>> Start

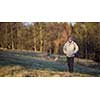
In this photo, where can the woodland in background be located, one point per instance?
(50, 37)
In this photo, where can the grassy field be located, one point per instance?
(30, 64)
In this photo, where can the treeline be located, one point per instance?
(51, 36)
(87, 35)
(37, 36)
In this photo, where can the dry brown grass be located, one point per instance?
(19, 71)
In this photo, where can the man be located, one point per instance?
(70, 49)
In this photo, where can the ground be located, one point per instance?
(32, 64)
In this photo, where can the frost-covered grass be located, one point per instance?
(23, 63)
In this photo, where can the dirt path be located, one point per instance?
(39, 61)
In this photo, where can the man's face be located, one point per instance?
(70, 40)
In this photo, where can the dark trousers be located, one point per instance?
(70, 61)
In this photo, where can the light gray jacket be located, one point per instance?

>> End
>> Start

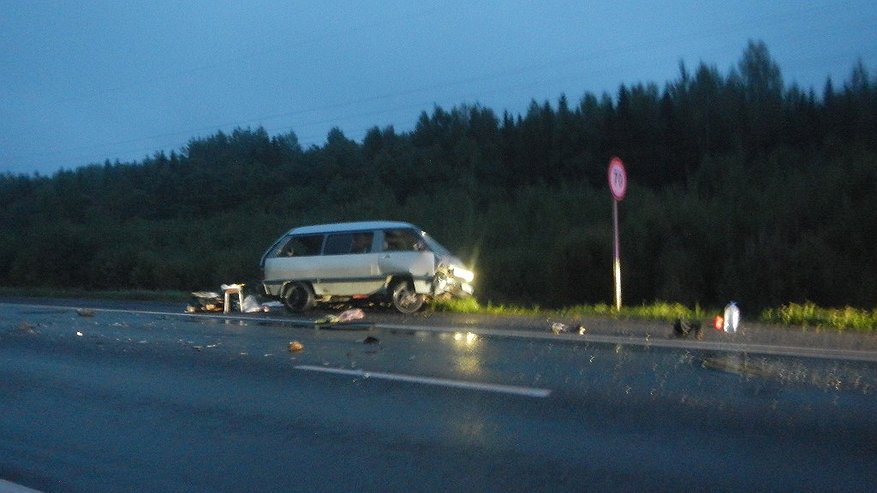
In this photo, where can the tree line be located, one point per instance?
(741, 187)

>> End
>> Start

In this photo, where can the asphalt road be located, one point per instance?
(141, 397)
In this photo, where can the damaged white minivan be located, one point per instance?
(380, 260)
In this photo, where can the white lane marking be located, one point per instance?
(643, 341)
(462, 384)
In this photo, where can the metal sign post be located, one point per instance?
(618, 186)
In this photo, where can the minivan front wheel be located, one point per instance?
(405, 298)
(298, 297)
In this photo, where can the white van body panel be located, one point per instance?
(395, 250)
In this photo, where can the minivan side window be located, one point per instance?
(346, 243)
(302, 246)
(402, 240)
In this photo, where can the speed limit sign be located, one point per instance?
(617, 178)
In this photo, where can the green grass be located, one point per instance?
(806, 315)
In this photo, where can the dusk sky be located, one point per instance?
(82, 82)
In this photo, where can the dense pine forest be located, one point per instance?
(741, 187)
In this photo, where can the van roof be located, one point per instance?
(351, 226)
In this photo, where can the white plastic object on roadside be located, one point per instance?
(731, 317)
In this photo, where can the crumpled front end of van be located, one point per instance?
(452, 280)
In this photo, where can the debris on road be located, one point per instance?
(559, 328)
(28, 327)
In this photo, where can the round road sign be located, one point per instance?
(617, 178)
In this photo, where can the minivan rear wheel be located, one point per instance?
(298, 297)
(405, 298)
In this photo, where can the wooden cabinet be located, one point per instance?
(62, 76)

>> End

- [The task]
Copy out, in full, each line of the items above that contains the string "white" and leave out all other lines.

- [Result for this task]
In this photo, where can the damaged white minivan be located, one point per instance?
In this photo, where can the white lane marking be located, one point per instance?
In this photo, where can the white van body panel be located, one point per instance?
In this photo, where can the white plastic object on roadside be located, one point per instance?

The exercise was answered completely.